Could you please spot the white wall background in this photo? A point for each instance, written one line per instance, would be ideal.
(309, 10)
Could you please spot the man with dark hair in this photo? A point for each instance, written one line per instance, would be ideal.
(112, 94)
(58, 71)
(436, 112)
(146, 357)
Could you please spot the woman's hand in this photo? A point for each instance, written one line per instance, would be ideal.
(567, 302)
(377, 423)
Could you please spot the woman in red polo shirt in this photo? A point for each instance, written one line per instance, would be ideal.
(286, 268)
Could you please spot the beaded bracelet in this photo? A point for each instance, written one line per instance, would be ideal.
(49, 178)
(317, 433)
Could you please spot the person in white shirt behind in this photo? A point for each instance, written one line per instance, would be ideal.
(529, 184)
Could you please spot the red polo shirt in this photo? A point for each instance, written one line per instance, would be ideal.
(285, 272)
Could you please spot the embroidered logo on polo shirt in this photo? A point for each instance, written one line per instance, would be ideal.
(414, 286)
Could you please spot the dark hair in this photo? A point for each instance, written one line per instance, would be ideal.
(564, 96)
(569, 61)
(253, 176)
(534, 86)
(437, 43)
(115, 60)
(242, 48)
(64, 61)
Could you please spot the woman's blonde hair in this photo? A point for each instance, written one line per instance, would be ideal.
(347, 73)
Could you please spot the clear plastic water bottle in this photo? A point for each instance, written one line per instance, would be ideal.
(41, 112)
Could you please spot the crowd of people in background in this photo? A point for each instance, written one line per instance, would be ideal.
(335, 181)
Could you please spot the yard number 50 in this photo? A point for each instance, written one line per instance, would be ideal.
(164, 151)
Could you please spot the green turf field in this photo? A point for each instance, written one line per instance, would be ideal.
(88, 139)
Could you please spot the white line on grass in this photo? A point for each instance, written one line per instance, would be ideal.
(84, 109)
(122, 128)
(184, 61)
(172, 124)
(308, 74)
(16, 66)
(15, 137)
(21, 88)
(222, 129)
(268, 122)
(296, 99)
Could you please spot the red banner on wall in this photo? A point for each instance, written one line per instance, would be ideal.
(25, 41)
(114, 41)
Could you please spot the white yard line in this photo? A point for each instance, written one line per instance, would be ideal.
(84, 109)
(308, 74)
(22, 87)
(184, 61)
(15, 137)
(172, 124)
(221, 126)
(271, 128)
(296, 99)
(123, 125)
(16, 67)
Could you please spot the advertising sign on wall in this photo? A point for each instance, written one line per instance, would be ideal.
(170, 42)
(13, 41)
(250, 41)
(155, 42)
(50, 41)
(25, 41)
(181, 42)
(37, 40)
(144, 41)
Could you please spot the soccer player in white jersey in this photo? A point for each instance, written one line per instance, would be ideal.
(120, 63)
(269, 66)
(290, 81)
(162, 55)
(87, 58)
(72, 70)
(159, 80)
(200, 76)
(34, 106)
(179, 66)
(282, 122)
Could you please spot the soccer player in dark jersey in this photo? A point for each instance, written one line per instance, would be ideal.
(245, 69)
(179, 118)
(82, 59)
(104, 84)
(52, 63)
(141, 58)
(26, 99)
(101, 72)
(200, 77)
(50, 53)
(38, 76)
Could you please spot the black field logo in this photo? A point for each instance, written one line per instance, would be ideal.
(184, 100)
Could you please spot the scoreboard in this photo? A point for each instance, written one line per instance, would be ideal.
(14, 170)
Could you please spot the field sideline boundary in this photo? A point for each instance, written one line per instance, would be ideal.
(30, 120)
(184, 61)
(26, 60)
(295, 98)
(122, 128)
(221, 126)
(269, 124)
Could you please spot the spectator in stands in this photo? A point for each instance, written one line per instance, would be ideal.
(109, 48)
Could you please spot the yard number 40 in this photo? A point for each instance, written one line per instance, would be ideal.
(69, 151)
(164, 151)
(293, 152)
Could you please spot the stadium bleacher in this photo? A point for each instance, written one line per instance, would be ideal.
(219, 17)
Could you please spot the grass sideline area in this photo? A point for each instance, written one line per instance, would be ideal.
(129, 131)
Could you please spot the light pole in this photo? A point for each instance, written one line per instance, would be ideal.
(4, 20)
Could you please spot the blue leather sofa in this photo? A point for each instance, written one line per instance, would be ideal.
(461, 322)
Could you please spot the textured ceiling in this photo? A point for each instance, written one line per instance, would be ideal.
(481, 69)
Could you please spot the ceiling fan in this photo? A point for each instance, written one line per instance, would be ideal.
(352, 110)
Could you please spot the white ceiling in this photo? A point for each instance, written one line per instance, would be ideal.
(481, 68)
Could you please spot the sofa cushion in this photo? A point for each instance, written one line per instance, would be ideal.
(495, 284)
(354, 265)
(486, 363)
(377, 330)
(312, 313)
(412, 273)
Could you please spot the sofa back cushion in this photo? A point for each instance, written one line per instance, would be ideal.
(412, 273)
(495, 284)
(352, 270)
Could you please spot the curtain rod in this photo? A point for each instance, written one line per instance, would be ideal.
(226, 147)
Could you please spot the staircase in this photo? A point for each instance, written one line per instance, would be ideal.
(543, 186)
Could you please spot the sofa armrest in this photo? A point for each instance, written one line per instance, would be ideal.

::::

(Your objective) Copy out the records above, starting at the line that contains "Could you please spot the curtain" and continuing through the final line, with both included and every line reproduced unchanged.

(Response to the task)
Could you please spot the curtain rod in this photo? A point for each instance, written one line per instance, would be ideal.
(226, 147)
Could you please spot the staircase in this photo? A point for each instance, written one line per instance, would be ideal.
(543, 186)
Could you please spot the sofa armrest in this photo? A point for each instance, written one line per instance, would be ideal.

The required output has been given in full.